[Saved data entries]
☆ ☆ ☆ ☆

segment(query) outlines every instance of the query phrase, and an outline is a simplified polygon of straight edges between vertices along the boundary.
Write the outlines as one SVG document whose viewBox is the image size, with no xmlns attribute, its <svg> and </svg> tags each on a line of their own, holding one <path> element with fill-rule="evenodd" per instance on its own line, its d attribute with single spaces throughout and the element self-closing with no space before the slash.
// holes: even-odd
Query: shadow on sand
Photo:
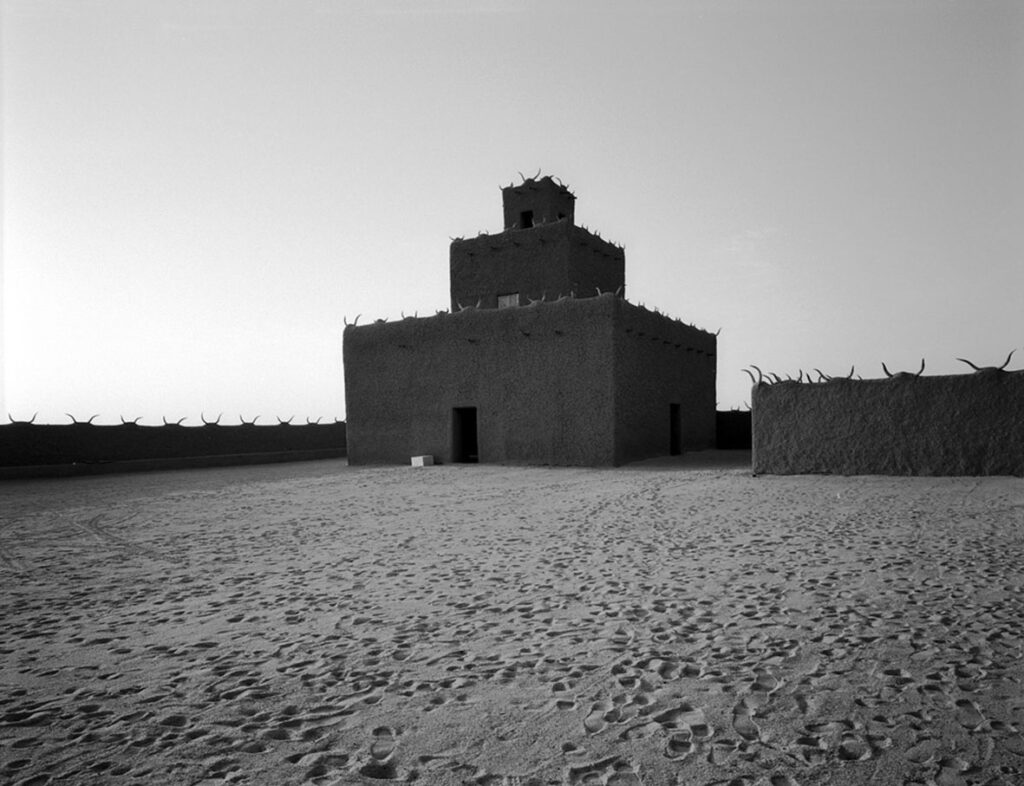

☆ ☆ ☆ ☆

Exercise requirements –
What is needed is an exact reprint of every entry, pictures excluded.

Your response –
segment(query) outlines every instance of the query phrase, and an outline is a simplified polygon of straight edges between vertices along the boundary.
Write the outlines as one SVG document whose viewBox is the image size, with no xmlns attribute, its <svg> and </svg> tags each on a line of their own, holding one <path> element with fill-rule="evenodd" per instance on its own line, its d attribute with single spaces throughout and the element self-closing with no space before the slash.
// holes: even-odd
Query: shadow on sand
Photo:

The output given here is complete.